Lines of data
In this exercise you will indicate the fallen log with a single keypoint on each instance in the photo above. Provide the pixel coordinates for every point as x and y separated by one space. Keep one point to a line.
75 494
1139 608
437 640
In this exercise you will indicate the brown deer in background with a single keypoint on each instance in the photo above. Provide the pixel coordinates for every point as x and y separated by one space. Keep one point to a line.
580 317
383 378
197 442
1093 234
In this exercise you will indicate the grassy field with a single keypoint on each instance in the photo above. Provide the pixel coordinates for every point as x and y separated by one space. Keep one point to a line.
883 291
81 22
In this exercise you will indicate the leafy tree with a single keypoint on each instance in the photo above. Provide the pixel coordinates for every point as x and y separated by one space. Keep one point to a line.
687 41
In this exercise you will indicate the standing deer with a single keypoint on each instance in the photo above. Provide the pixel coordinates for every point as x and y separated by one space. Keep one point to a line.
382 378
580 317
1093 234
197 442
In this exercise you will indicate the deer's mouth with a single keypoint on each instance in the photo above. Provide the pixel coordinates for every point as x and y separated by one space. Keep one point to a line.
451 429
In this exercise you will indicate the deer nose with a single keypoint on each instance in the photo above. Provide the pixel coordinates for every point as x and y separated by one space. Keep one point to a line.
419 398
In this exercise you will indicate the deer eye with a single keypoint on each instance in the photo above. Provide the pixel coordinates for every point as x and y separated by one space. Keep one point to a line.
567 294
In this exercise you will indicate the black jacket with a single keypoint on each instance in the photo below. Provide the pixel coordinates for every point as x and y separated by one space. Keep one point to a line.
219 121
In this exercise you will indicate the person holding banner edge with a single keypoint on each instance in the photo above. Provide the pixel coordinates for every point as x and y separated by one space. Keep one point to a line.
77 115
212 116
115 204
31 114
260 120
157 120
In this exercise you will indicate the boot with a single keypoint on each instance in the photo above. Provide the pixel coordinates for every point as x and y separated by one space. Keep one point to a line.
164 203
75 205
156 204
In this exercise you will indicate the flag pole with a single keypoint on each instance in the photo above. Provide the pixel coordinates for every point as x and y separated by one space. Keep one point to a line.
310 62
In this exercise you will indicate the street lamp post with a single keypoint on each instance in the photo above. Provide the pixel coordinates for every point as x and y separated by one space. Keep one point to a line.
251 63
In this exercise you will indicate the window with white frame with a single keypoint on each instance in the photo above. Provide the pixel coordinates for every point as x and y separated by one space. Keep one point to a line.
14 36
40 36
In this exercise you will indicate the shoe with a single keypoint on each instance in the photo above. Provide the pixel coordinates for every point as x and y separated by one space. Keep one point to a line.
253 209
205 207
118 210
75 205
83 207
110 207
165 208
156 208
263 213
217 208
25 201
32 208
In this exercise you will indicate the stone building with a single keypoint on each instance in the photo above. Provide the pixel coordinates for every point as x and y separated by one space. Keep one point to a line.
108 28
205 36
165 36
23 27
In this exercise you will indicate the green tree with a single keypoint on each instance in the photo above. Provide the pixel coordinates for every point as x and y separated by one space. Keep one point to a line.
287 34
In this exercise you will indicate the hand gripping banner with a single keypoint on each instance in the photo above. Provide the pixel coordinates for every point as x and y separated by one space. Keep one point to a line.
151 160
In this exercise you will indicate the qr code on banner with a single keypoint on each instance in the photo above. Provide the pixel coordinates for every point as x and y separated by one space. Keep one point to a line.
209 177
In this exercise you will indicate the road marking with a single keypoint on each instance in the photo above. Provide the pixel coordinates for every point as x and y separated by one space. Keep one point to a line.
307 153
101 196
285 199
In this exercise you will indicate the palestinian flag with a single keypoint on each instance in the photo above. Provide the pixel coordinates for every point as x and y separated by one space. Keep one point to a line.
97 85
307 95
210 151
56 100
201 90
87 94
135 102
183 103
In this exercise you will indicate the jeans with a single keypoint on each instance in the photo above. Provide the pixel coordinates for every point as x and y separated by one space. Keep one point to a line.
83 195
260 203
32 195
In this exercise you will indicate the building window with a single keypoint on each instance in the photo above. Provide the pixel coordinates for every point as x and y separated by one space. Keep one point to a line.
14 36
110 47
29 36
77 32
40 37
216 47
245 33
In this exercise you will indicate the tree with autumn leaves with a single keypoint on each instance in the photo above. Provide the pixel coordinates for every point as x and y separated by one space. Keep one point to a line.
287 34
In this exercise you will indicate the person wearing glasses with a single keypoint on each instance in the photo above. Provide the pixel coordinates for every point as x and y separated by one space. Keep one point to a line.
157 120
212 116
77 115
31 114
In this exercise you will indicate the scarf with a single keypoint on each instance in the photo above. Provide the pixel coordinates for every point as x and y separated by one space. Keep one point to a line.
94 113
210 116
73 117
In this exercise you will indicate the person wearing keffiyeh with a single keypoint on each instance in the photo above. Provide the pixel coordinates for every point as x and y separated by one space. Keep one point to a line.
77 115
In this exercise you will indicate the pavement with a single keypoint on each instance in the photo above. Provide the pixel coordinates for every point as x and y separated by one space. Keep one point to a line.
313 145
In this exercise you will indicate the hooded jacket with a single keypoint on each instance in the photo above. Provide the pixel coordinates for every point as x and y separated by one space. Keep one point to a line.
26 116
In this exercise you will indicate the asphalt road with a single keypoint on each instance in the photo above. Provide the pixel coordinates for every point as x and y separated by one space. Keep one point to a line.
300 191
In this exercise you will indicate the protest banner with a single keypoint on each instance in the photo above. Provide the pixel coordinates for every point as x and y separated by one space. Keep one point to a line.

▶ [Given request] Write out all the rows above again, switching every occurrence of "exercise" to "task" and leaving everything else unchanged.

▶ [Response]
In this task you will indicate the fallen log with a single keypoint on each instance in the photo above. Provide the pixel coordinates for every point as x and y separated by one space. Keep one point to a line.
75 494
1139 608
437 640
In this task you will indicate the brown deer in background with a single keypoint on each instance in the photo above. Provide the pixel coordinates for every point as x and y separated by one space. Keep one point to a line.
580 317
383 378
197 442
1093 234
In this task you will indicate the grassy field with a single keypoint on each instance in the photo above. Provide the pixel coordinates for every point as x and y separated by one space. Keep one point to a line.
883 291
81 22
In this task you will indicate the leafy tree with a single keypoint on each instance in the photo above. Provide the pixel coordinates for every point as x and y separated by one space. Keep one point to a line.
687 41
In this task you will indicate the standing deer with a single keypoint on each instance in the photo above. Provide the pixel coordinates for every point as x and y separated by one space. Keep one point to a line.
382 378
580 317
1093 234
197 442
In this task you will indicate the deer's mouth with a single keypoint on each instance in the photo above. Provide the pixel coordinates for every point as x and y separated by one space. Keep one point to a line.
451 429
In this task you will indicate the deer nose with a single keypoint on each instance in the photo above. Provide the pixel coordinates for every point as x and y separated by one space. Keep one point to a line.
419 398
In this task you will indicate the deer eye with a single keypoint on each instance in the photo above. Provide the pixel coordinates for every point as x and y separated by one space. Keep one point to a line.
567 294
In this task you will indicate the black jacket with a single keypoint on each instance in the photo below. Provide the pixel coordinates for every point as x and y separated by one space. Keep one point to a line.
219 121
In this task you will indicate the person holding banner edge with a single keypoint on each instance in the photo above. Provide the pixel coordinates for every point as x and y separated by one space. Keep one point to a line.
77 115
212 116
115 204
31 114
260 120
157 120
In this task you will indicate the boot with a single keypoint on each instance in the photo above. Provide the pixel coordinates for every point as x and y separated by one space. Keep one point to a line.
164 203
75 205
156 204
In this task you will indicate the flag pole with a single keypoint on each instance in the photo above. Provide the pixel coordinates for every point as x and y separated by one space. Keep one point to a line.
310 62
In this task you will indicate the street lamp post with a single keypoint on each instance in the photo above. Provide the pixel coordinates for every point as x and y separated by one space. Keep one point to a line.
251 63
In this task you will indicate the window with white frame with a single keypoint on each instance in the photo above. Provide the pixel coordinates for every point as x and y separated by one space. Keep one point to a line.
14 36
40 36
In this task you will indicate the shoe with a single keypoint on each instance in the photo above. Provide the pixel coordinates for every point as x and y separated by one space. Keep one point to a line.
253 209
205 207
118 210
75 205
83 207
110 207
165 208
156 208
263 213
217 208
25 201
32 208
In this task you will indicate the stone building with a single keypoint on each instance in the photo above. Provide the pixel coordinates for every point as x and y separated by one space. Keep one point to a line.
108 28
205 36
165 36
23 27
In this task you will indicate the green tree with a single keypoint on each instance in the photo above. Provide the pixel coordinates for every point as x and y separated by one space. Keep one point to a line.
287 34
In this task you will indicate the hand gripping banner with a single keypoint on each instance in the photo above. Provide the pixel coordinates for every point as x and y separated by one space. Keep one point to a line.
151 160
In this task you will indicate the qr code on banner with a single keypoint on each instance in the photo above. Provide the pixel coordinates for every point as x and y separated by one space. Keep one point to a line.
209 177
In this task you will indicate the road marking with a single keypoint on each instance in the photo above. Provide the pixel coordinates for every point as x and y separated by one space. Keep one point to a line.
307 153
101 196
285 199
In this task you will indicate the palestinian flag with a single keypoint on each instance in the photo above. Provide the pixel coordinates for every point as x and y separated by one space. Keep one point to a line.
97 85
307 95
210 151
56 100
201 90
87 94
135 102
183 103
In this task you will indicate the jeans with a single keypoint on each instance in the photo above. Provide the pixel coordinates for every point as x and y separated by one space. Keep one point to a line.
83 195
260 203
32 195
In this task you will indicate the building window with a single keypoint on each instance in the photo above. Provide the pixel coordinates for every point as x and y separated by one space. Keep one point to a line.
14 36
110 47
29 36
77 32
40 37
216 47
245 33
In this task you will indicate the tree with autumn leaves with a single keypoint on each instance in the photo above. Provide the pixel coordinates for every point as x and y separated by one space. Keep one point to a line.
287 34
In this task you will indicate the person wearing glasses with a single keypoint on each instance in the photo above. Provide the pixel coordinates for every point as x and y separated by one space. Keep one point to a line.
157 120
212 116
77 115
31 114
In this task you will indicate the scarf with a single keypoint on each instance in the photo above. Provide the pixel coordinates for every point as x and y separated by one space. Keep one point to a line.
94 113
210 116
73 117
In this task you will indicate the person wearing keffiyeh with a single keypoint on each instance in the photo above. Provide the pixel coordinates for every point as x and y separated by one space. Keep one point to a line.
77 115
In this task you will indicate the pavement with a single keypoint on each instance in the photo above. Provide the pixel coordinates for every point as x and y separated by one space. Keep one point to a line.
313 145
In this task you will indicate the hooded jacket with a single keypoint on each instance in the photo above. Provide the pixel coordinates for every point as x and y separated by one space. Keep one point to a line.
26 116
In this task you will indicate the asphalt road with a single keypoint on each instance in the photo above. Provide the pixel coordinates for every point as x and y separated by one space. Keep one point to a line.
300 191
In this task you will indicate the protest banner with a single keypoint on each instance in the photo above. Provide the pixel coordinates for every point as x and y separated by one space. Keep one point to a line.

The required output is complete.